**AUSGANGSDOKUMENT**.
============

Lange mussten wir auf Starfield warten, aber nun ist das bislang umfangreichste Rollenspiel von Bethesda da. Hält es, was im Vorfeld versprochen wurde?
Im Test: Mächtiges Rollenspiel im weiten Weltraum
Starfield ist ohne Frage eines der meisterwarteten Spiele des Jahres. Über 20 Jahre ist es her, dass Bethesda sich an eine neue Marke gewagt hat. Kann das Studio nach so langer Zeit überhaupt noch etwas anderes außer Fallout und The Elder Scrolls? Die Versprechungen im Vorfeld waren jedenfalls gewaltig. Man wolle den Spielern größtmögliche Freiheiten sowie einen nie dagewesenen Umfang bieten und dabei die wichtigsten Fragen der Menschheit beantworten. Eines können wir an dieser Stelle verraten: Unterm Strich ist das Unterfangen geglückt, auch wenn längst nicht alles perfekt läuft.
Auf der Suche nach Antworten
Worum geht es in Starfield eigentlich? So banal die Frage klingt, so interessant ist Antwort darauf. Wir begeben uns in diesem Action-Rollenspiel auf die Suche nach den Antworten auf die Fragen, die sich die Menschheit seit Generationen stellen. Gibt es anderes intelligentes Leben? Woher kommen wir? Was ist der Ursprung des Universums? Dazu schließen wir uns einer Gruppe namens Constellation an, die sich ziemlich genau diesen Themen gewidmet hat. In diesem Zusammenhang suchen wir nach mysteriösen Artefakten, die die Antworten darauf liefern könnten. Doch das ist eigentlich nur der Aufhänger, um in diesem Spiel die Sterne zu bereisen. Die Geschichte nimmt in Starfield nur einen Teil des Inhalts ein und dennoch bleibt sie nach auch Abschluss der Credits dank des „New Game+“- Modus‘ stets präsent. Es ist, als würde sich der Kreis Handlung schließen und gleichzeitig neu beginnen. Mehr wollen wir an dieser Stelle nicht verraten.
Wer sind wir eigentlich?
Wir beginnen in Starfield als Minenarbeiter auf einem entfernten Planeten. Von Sternen ist noch nichts zu sehen, aber da wir erst einmal sachte anfangen, scheint Bethesda uns nicht zu überfordern wollen. Wir lernen also die grundlegenden Befehle und wie wir uns in der Welt zurechtfinden sollen. Ob wir das Spiel dabei in der First- oder Third-Person-Perspektive spielen, ist komplett uns überlassen. Für die Gespräche macht es aber keinen Unterschied, die werden in jedem Fall in der Ego-Perspektive dargestellt. Dabei könnte man in den ersten Spielstunden den Eindruck gewinnen, dass es sich hierbei um ein Fallout oder The Elder Scrolls mit einem anderen Skin handelt. Zudem dürfen wir uns für eine kleine Hintergrundgeschichte unseres eigenen Charakters entscheiden. Auf die große Rahmenhandlung hat das keine Auswirkungen, wohl aber andere Dinge. Unter anderem können wir entscheiden, ob wir mit einer eigenen Wohnung anfangen oder wie unsere körperlichen Voraussetzungen sind. Dazu gibt es einen sehr umfangreichen Editor, in dem sich alleine Stunden verbringen lassen und auch danach gibt es im Spiel selbst noch Gelegenheit, das Aussehen zu verändern.

============

**GEGEBENE DATEN**.

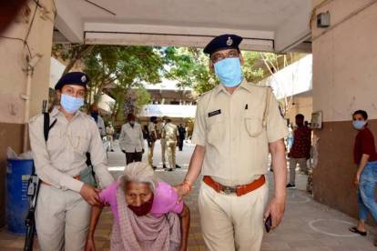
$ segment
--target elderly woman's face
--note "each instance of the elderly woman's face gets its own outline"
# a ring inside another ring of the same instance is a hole
[[[126,202],[133,206],[140,206],[152,196],[148,184],[130,182],[126,185]]]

============

**ANWEISUNG A**.
Zitiere aus dem Starfield-Test wörtlich den Abschnitt von „Lange mussten wir“ bis einschließlich „Vorfeld versprochen wurde?“.
**ANWEISUNG B**.
Führe den Starfield-Test im Anschluss an seinen letzten Satz fort.

**ERWARTETE ANTWORT A**.
Lange mussten wir auf Starfield warten, aber nun ist das bislang umfangreichste Rollenspiel von Bethesda da. Hält es, was im Vorfeld versprochen wurde?

**ERWARTETE ANTWORT B**.
Wer braucht schon eine Erklärung?
Nachdem wir das anfängliche Tutorial sowie die Charaktererstellung hinter uns gelassen haben, sind wir im Prinzip frei, was wir tun möchten. Wir können der Handlung folgen oder selbst auf Entdeckertour gehen. Es empfiehlt sich aber, zumindest ein paar Missionen zu absolvieren, um sich mit allem vertraut zu machen, denn Bethesda erklärt viele Spielmechaniken nur unzureichend und das Hilfe-Menü ist dabei nur eine begrenzte Hilfe, da längst nicht alle Themen aufgeführt sind. Veteranen von Bethesda-Games sind da klar im Vorteil, denn so gemächlich wie das Spiel begonnen hat, so unaufhörlich prasseln danach Details zu einer Vielzahl von Spielmechaniken auf einen ein, sodass vielleicht nicht alles sofort erfasst wird. So erging es uns zumindest, als wir das zweite Mal den Grav-Antrieb manuell benutzen mussten. Nach dem ersten Mal sind mehrere Stunden vergangen und da haperte es ein bisschen mit unserer Erinnerung.
Überall gibt es etwas zu entdecken!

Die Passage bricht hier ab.